■ **Data section**:
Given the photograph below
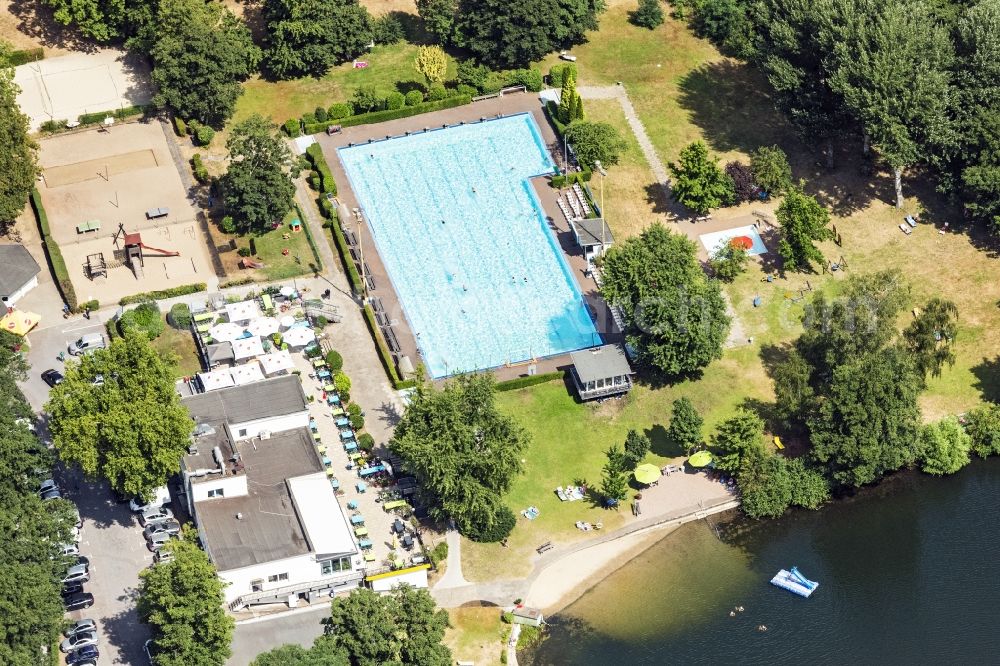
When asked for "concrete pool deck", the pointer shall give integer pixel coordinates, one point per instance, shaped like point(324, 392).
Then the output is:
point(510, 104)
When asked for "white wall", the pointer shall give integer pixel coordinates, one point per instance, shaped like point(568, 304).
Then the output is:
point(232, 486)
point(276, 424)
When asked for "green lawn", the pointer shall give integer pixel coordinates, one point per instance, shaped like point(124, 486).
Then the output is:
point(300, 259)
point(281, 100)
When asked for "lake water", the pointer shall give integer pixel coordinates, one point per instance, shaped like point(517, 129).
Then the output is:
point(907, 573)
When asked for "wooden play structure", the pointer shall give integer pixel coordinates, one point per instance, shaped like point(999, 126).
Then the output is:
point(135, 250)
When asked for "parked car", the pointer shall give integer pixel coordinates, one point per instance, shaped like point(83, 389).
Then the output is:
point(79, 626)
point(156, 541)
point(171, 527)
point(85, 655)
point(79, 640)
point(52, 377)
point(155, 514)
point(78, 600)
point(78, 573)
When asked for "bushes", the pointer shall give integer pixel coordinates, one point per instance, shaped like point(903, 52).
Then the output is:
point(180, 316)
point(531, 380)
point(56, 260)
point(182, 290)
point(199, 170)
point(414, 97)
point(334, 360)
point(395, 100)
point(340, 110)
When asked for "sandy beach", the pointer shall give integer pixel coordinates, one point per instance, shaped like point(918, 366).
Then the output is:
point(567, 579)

==

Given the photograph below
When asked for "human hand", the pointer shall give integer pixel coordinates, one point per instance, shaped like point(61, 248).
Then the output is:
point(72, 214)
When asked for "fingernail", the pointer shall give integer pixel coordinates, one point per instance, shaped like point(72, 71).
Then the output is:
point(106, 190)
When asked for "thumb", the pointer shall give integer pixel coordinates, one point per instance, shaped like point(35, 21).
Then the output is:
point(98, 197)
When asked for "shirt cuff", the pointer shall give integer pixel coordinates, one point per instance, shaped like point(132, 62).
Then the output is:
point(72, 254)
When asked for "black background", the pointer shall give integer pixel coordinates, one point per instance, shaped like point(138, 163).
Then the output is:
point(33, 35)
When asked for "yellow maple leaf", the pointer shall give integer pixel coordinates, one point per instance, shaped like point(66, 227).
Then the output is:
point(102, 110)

==

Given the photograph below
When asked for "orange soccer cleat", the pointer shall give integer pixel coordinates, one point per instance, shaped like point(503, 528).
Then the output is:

■ **Work order**:
Take the stretch of lines above from the one containing "like point(124, 486)." through the one containing "like point(999, 126)." and repeat it exactly, adding no other line.

■ **Output for this exercise**:
When asked for "green lawn", the pointer shall give integer pixel coordinates, one point per instance, shaped like point(124, 486).
Then the output is:
point(300, 259)
point(281, 100)
When asked for "lake water", the pointer shall give integer pixel coordinates, one point per instance, shaped like point(517, 129).
Then the output is:
point(907, 573)
When asked for "wooden play structure", the pointer shall give integer pixel coordinates, one point per instance, shaped like point(999, 126).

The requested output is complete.